--- Start SELECTED PASSAGE ---

Anik See traveled the world by bike
‘It’s a way to go back to basics’
If she could go back in time, she would like to return to a campground by the beach in Guadalajara on the night of Mexican Easter, many years ago. Anik See was biking through the country that week when she met the forty-eight members of the Cruz family, who had gathered from all corners of Mexico to celebrate. They welcomed her, a stranger, with open arms and bowls of steaming hot rice.
Amid house-sized tents and large pots of red chili sauce, with children running around as aunts and uncles bickered in their usual way, See discovered a new sense of family, one filled with joy and comfort. ‘They were just so welcoming. They invited me to sit at their table and eat together. It felt like I had always been there.’
The food, says the media studies lecturer, was amazing. ‘It may sound like a cliche, but you can really tell when something has been made with care. And that’s the thing about Mexican cuisine: it’s an expression of care for your family.’ And there, in one of the most ‘flavourful’ places in the world, See fell in love with traveling.
Looking outwards
When she wasn’t on a trip, See worked as a solutions-focused freelance journalist, as she still does. She has been published in magazines like The Walrus and National Geographic and has produced several audio documentaries. See is also the author of four books.
I wanted to prove that it was totally fine to travel alone as a woman
This wasn’t her first time in Mexico, though. Growing up in Canada, she’d often visit with her family. But while the average Canadian tourist would spend a week at a resort somewhere on the beach, her parents were keen to go beyond that.

--- End SELECTED PASSAGE ---
--- Start DATA EXCERPT ---

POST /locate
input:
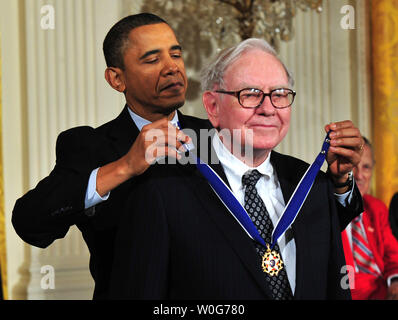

--- End DATA EXCERPT ---

- PARTS OF THE EXERCISE -
**1.** Set down the Anik See article word for word, everything from "Looking outwards" down to "go beyond that.".
**2.** According to the Anik See article, how many members of the Cruz family did she meet at the campground?

- SOLUTIONS FOR EACH TASK -
**1.**
Looking outwards
When she wasn’t on a trip, See worked as a solutions-focused freelance journalist, as she still does. She has been published in magazines like The Walrus and National Geographic and has produced several audio documentaries. See is also the author of four books.
I wanted to prove that it was totally fine to travel alone as a woman
This wasn’t her first time in Mexico, though. Growing up in Canada, she’d often visit with her family. But while the average Canadian tourist would spend a week at a resort somewhere on the beach, her parents were keen to go beyond that.

**2.** Forty-eight.